**WHAT IS REQUIRED**
All lines of the listing that contain "water" should be shown in full.

**SUPPLIED INFORMATION**
^^^^^^^^^^^^^^^^
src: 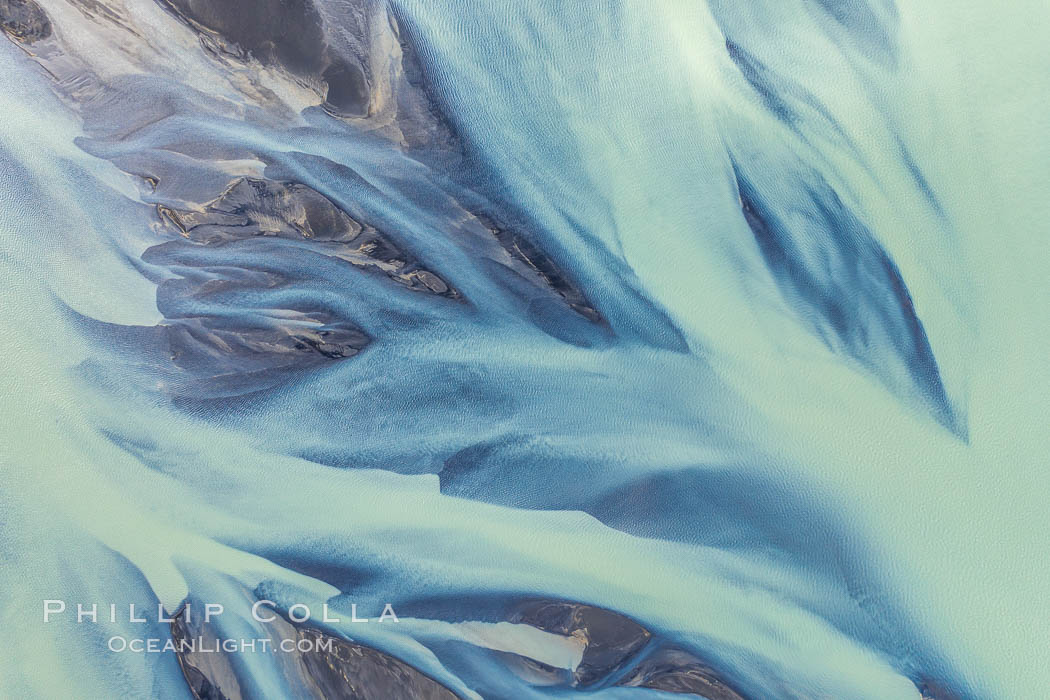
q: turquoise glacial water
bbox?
^^^^^^^^^^^^^^^^
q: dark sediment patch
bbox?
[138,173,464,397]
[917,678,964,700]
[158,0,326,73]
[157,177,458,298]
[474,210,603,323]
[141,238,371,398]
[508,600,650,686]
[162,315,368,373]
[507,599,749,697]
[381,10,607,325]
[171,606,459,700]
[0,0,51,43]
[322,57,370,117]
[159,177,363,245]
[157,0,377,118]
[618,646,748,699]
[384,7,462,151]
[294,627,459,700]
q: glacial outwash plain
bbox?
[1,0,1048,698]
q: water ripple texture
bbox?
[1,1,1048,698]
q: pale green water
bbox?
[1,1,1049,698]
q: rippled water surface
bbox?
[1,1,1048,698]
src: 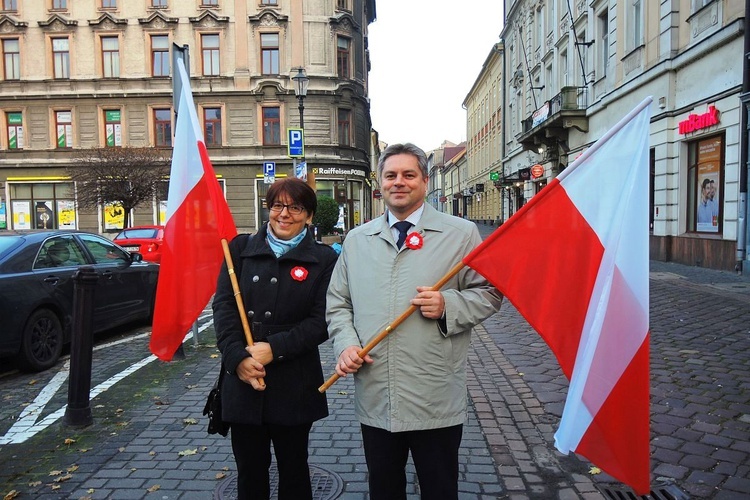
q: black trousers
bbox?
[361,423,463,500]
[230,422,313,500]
^^^^^^^^^^^^^^^^
**RESULT OF THIS TASK**
q: turquoise glacial water
q: water ripple texture
q: pale green water
q: rippled water surface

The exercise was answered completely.